DATASET ENTRIES: Begin
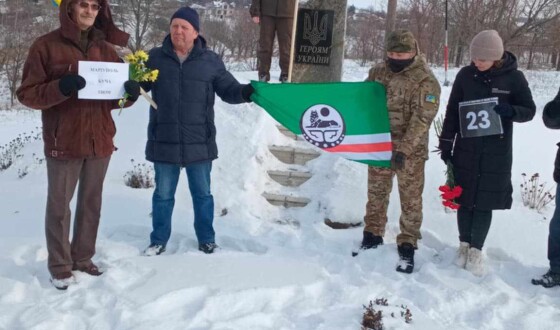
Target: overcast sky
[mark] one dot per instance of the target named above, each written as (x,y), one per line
(376,4)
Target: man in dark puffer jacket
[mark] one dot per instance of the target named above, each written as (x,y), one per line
(181,132)
(551,118)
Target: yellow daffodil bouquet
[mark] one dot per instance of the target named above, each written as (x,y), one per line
DATASET ENTRIES: End
PROBLEM REQUIREMENTS:
Only the lines from the one that contains "Target: man in dark puffer jacket" to the end of the entries above should be given again, exactly and in full.

SOLUTION FOR THIS PROBLEM:
Target: man in dark puffer jacket
[mark] one dot per instance of the target named above, each written as (x,y), one per line
(181,132)
(551,118)
Target: yellow daffodil bouquet
[mark] one dot per instance of the target named above, each written as (x,y), one per line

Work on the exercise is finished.